◆ PROBLEM REQUIREMENTS:
The records below are to be output exactly, except for their pictures.

◆ TASK INPUT:
.....
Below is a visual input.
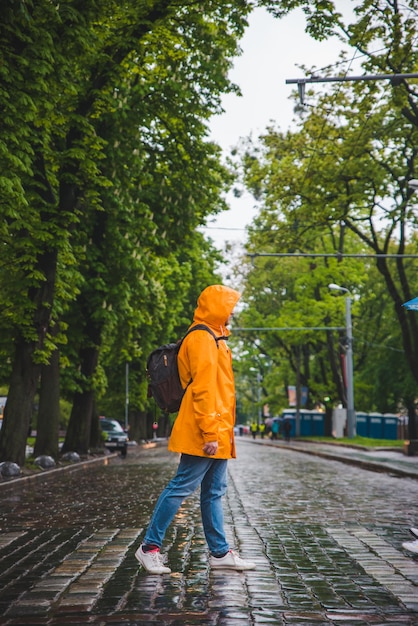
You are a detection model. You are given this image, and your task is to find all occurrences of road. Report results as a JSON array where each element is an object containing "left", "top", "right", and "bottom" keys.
[{"left": 0, "top": 439, "right": 417, "bottom": 625}]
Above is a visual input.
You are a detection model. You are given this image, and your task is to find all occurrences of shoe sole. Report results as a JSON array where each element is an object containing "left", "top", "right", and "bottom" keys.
[
  {"left": 402, "top": 542, "right": 418, "bottom": 554},
  {"left": 409, "top": 527, "right": 418, "bottom": 539}
]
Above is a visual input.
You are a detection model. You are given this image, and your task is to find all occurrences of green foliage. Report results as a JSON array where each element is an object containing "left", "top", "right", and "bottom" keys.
[
  {"left": 232, "top": 1, "right": 418, "bottom": 422},
  {"left": 3, "top": 0, "right": 418, "bottom": 461},
  {"left": 0, "top": 0, "right": 259, "bottom": 461}
]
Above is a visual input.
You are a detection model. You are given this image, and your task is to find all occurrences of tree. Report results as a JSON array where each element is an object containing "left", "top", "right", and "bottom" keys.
[
  {"left": 0, "top": 0, "right": 82, "bottom": 464},
  {"left": 59, "top": 2, "right": 244, "bottom": 454},
  {"left": 0, "top": 0, "right": 267, "bottom": 463},
  {"left": 235, "top": 16, "right": 418, "bottom": 434}
]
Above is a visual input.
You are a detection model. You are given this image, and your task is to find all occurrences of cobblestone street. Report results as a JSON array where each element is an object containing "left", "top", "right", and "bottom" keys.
[{"left": 0, "top": 439, "right": 418, "bottom": 625}]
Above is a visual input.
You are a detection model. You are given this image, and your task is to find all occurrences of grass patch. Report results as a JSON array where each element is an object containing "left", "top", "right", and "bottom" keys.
[{"left": 299, "top": 435, "right": 405, "bottom": 448}]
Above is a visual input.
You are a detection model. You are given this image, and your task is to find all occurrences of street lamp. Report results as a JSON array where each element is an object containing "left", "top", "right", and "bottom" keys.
[
  {"left": 328, "top": 283, "right": 356, "bottom": 438},
  {"left": 125, "top": 362, "right": 129, "bottom": 432}
]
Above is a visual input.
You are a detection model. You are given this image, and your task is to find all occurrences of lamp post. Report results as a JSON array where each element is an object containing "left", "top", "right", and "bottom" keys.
[
  {"left": 328, "top": 283, "right": 356, "bottom": 438},
  {"left": 125, "top": 362, "right": 129, "bottom": 432}
]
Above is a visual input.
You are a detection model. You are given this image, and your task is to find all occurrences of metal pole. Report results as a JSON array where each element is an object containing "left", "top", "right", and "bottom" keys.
[
  {"left": 125, "top": 362, "right": 129, "bottom": 431},
  {"left": 247, "top": 253, "right": 418, "bottom": 259},
  {"left": 286, "top": 73, "right": 418, "bottom": 104},
  {"left": 328, "top": 283, "right": 356, "bottom": 438},
  {"left": 233, "top": 326, "right": 345, "bottom": 331},
  {"left": 257, "top": 372, "right": 262, "bottom": 426},
  {"left": 295, "top": 347, "right": 301, "bottom": 437},
  {"left": 286, "top": 72, "right": 418, "bottom": 85},
  {"left": 345, "top": 296, "right": 356, "bottom": 438}
]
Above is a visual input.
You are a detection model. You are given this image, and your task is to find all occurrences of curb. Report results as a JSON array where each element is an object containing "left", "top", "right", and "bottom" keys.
[
  {"left": 0, "top": 453, "right": 118, "bottom": 491},
  {"left": 241, "top": 438, "right": 418, "bottom": 480},
  {"left": 0, "top": 440, "right": 165, "bottom": 491},
  {"left": 283, "top": 445, "right": 418, "bottom": 480}
]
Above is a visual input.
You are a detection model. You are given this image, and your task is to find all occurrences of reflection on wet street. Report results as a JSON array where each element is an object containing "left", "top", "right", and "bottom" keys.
[
  {"left": 0, "top": 440, "right": 417, "bottom": 625},
  {"left": 0, "top": 447, "right": 179, "bottom": 530}
]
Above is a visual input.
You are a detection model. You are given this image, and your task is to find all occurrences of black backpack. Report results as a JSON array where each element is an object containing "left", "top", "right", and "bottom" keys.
[{"left": 146, "top": 324, "right": 226, "bottom": 413}]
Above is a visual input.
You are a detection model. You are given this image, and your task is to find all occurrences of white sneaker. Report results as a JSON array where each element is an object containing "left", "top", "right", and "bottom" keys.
[
  {"left": 209, "top": 549, "right": 256, "bottom": 571},
  {"left": 409, "top": 527, "right": 418, "bottom": 539},
  {"left": 135, "top": 545, "right": 171, "bottom": 574},
  {"left": 402, "top": 540, "right": 418, "bottom": 555}
]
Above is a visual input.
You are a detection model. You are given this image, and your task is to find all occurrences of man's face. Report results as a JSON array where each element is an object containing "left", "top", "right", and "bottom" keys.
[{"left": 225, "top": 313, "right": 234, "bottom": 326}]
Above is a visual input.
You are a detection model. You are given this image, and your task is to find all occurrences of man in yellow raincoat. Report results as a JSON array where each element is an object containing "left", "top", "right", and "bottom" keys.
[{"left": 136, "top": 285, "right": 256, "bottom": 574}]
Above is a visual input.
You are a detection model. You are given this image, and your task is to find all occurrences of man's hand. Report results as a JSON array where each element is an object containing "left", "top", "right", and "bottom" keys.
[{"left": 203, "top": 441, "right": 218, "bottom": 456}]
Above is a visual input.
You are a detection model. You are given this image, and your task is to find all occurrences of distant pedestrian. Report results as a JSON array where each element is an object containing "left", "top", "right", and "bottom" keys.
[
  {"left": 135, "top": 285, "right": 256, "bottom": 575},
  {"left": 271, "top": 420, "right": 279, "bottom": 440},
  {"left": 259, "top": 422, "right": 266, "bottom": 439},
  {"left": 402, "top": 527, "right": 418, "bottom": 554},
  {"left": 283, "top": 419, "right": 292, "bottom": 442},
  {"left": 250, "top": 421, "right": 258, "bottom": 439}
]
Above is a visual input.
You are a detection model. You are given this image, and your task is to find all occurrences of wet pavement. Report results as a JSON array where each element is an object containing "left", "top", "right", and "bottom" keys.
[
  {"left": 0, "top": 438, "right": 418, "bottom": 625},
  {"left": 259, "top": 438, "right": 418, "bottom": 480}
]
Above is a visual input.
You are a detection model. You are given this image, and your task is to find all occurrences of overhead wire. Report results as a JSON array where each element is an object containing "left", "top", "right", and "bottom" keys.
[
  {"left": 276, "top": 3, "right": 418, "bottom": 264},
  {"left": 297, "top": 13, "right": 375, "bottom": 191},
  {"left": 297, "top": 3, "right": 418, "bottom": 190},
  {"left": 244, "top": 3, "right": 418, "bottom": 252}
]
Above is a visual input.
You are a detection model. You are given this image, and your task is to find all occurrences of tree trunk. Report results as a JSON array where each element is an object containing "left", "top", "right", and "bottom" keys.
.....
◆ OUTPUT FOR THIS EXERCISE:
Below is a visual input.
You are a detection model. You are given this image, and your task is to find all occurrences of road. Report results as a JSON array where each element is an object containing "left", "top", "right", and "bottom" keys.
[{"left": 0, "top": 439, "right": 417, "bottom": 625}]
Above is a visual input.
You are a detection model. You are given this image, and your task is to find all occurrences of shoe sole. Report results as a JSON array where each element is an object containing "left", "top", "right", and "bottom" keys.
[
  {"left": 402, "top": 542, "right": 418, "bottom": 554},
  {"left": 409, "top": 527, "right": 418, "bottom": 539}
]
Above is a visual input.
You are a detection model. You are given this image, and your task is to find all occurrences of green foliage. Report results as a JSON array where each element is an object containing "left", "top", "right", and "bottom" keys.
[
  {"left": 232, "top": 1, "right": 418, "bottom": 422},
  {"left": 3, "top": 0, "right": 418, "bottom": 461},
  {"left": 0, "top": 0, "right": 259, "bottom": 461}
]
Above is a visual input.
You are a detection model. You are given this image, and your task is to find all occurrences of tree. Report results as a JSON array where each element is an object containing "left", "top", "right", and "bottom" keys.
[
  {"left": 0, "top": 0, "right": 82, "bottom": 464},
  {"left": 59, "top": 2, "right": 244, "bottom": 454},
  {"left": 0, "top": 0, "right": 267, "bottom": 463},
  {"left": 235, "top": 16, "right": 418, "bottom": 434}
]
Above is a visual input.
You are a detection model. You are given this image, and your task is to find all occurrences of cobblestone street. Report results as a JSON array where each element is an object containing "left", "top", "right", and "bottom" keys.
[{"left": 0, "top": 439, "right": 418, "bottom": 625}]
Above is a visual input.
You are a detection model. You are given this image, and your task is to find all occurrences of grass patch. Report results as a JSON array where each element is an object containing "left", "top", "right", and "bottom" keys.
[{"left": 299, "top": 435, "right": 405, "bottom": 448}]
Above is a visual input.
You are a detection model. You are given this image, and your task is to find all occurrences of street lamp. Report results as a JSON array where each element is an object containing "left", "top", "right", and "bottom" keys.
[
  {"left": 328, "top": 283, "right": 356, "bottom": 438},
  {"left": 125, "top": 362, "right": 129, "bottom": 432}
]
Above is a visual input.
You are a detection model. You are given this image, and your task is to find all occurrences of lamp post. Report results as a JSON array where each element is an object containing "left", "top", "right", and "bottom" keys.
[
  {"left": 328, "top": 283, "right": 356, "bottom": 438},
  {"left": 125, "top": 362, "right": 129, "bottom": 432}
]
Above is a visual input.
You are a detection model. You are given this image, and your task is to find all occurrences of metal pole. Report results as a JSON array where each element is an object containing "left", "top", "right", and "bottom" keys.
[
  {"left": 125, "top": 362, "right": 129, "bottom": 431},
  {"left": 247, "top": 253, "right": 418, "bottom": 259},
  {"left": 286, "top": 73, "right": 418, "bottom": 104},
  {"left": 328, "top": 283, "right": 356, "bottom": 438},
  {"left": 233, "top": 326, "right": 345, "bottom": 331},
  {"left": 257, "top": 372, "right": 262, "bottom": 426},
  {"left": 295, "top": 347, "right": 301, "bottom": 437},
  {"left": 286, "top": 72, "right": 418, "bottom": 85},
  {"left": 345, "top": 296, "right": 356, "bottom": 438}
]
Above is a visual input.
You are a detection model. You are given this image, and your task is to find all occurrences of curb. Report results as a JSON array where each element is an object containing "left", "top", "right", and "bottom" keys.
[
  {"left": 0, "top": 453, "right": 118, "bottom": 491},
  {"left": 241, "top": 438, "right": 418, "bottom": 480},
  {"left": 0, "top": 440, "right": 165, "bottom": 491},
  {"left": 283, "top": 445, "right": 418, "bottom": 480}
]
Above is a visual input.
You are a detection model. You are given this image, and your task is to find all occurrences of reflection on wet street. Report results as a JSON array where each element is an object containing "left", "top", "right", and "bottom" keys.
[
  {"left": 0, "top": 440, "right": 417, "bottom": 625},
  {"left": 0, "top": 447, "right": 179, "bottom": 530}
]
Above is a visual input.
You are a detection model. You are given this image, and your task is to find all occurrences of black backpack. Report results as a JSON array where each element is an object containing "left", "top", "right", and "bottom" keys.
[{"left": 146, "top": 324, "right": 226, "bottom": 413}]
Above is a visual input.
You are a detection model. You are given this image, and your task is to find all occurrences of white sneaker. Report results as a JSON array where each element is an object containing "left", "top", "right", and "bottom" keys.
[
  {"left": 209, "top": 549, "right": 256, "bottom": 571},
  {"left": 409, "top": 527, "right": 418, "bottom": 539},
  {"left": 135, "top": 545, "right": 171, "bottom": 574},
  {"left": 402, "top": 540, "right": 418, "bottom": 555}
]
Above is a visual input.
You are a detection model. You are given this image, and your task is to find all occurrences of man's face. Report results as a JSON array where each element is an object containing "left", "top", "right", and "bottom" keys.
[{"left": 225, "top": 313, "right": 234, "bottom": 326}]
Above is a visual input.
You are a detection model. You are given this image, and your task is to find all occurrences of man in yellow raincoat. Report results as a JSON array where each element is an object containing "left", "top", "right", and "bottom" keys.
[{"left": 136, "top": 285, "right": 256, "bottom": 574}]
Above is a visual input.
You are a detection model. You are given this image, and your task is to find all occurrences of man's hand. Report results as a JSON array where each element is an object containing "left", "top", "right", and "bottom" keys.
[{"left": 203, "top": 441, "right": 218, "bottom": 456}]
Above is a visual input.
You are a detection model. You are given this image, and your task is to find all occurrences of distant pedestrian. Report results as a JSON array where each element is an object containing "left", "top", "right", and "bottom" keys.
[
  {"left": 135, "top": 285, "right": 256, "bottom": 575},
  {"left": 271, "top": 420, "right": 279, "bottom": 440},
  {"left": 259, "top": 422, "right": 266, "bottom": 439},
  {"left": 402, "top": 527, "right": 418, "bottom": 554},
  {"left": 283, "top": 419, "right": 292, "bottom": 442},
  {"left": 250, "top": 421, "right": 258, "bottom": 439}
]
Above is a visual input.
You are a detection model. You are given this image, and your task is to find all occurrences of wet pavement. Report results as a JSON array where each element is an object containing "left", "top", "right", and "bottom" keys.
[
  {"left": 0, "top": 438, "right": 418, "bottom": 625},
  {"left": 259, "top": 438, "right": 418, "bottom": 480}
]
Above is a visual input.
You are a detection model. You are given this image, and your task is to find all occurrences of overhead wire. Report results as a JSON array where each element is an object containing "left", "top", "right", and "bottom" keys.
[
  {"left": 276, "top": 3, "right": 418, "bottom": 264},
  {"left": 297, "top": 13, "right": 375, "bottom": 191},
  {"left": 297, "top": 3, "right": 418, "bottom": 190},
  {"left": 244, "top": 3, "right": 418, "bottom": 252}
]
Above is a visual input.
You are a detection model. You are given this image, and your task is to find all occurrences of tree trunk. Report results as a JSON array where each element is an object containing "left", "top", "right", and "bottom" keys.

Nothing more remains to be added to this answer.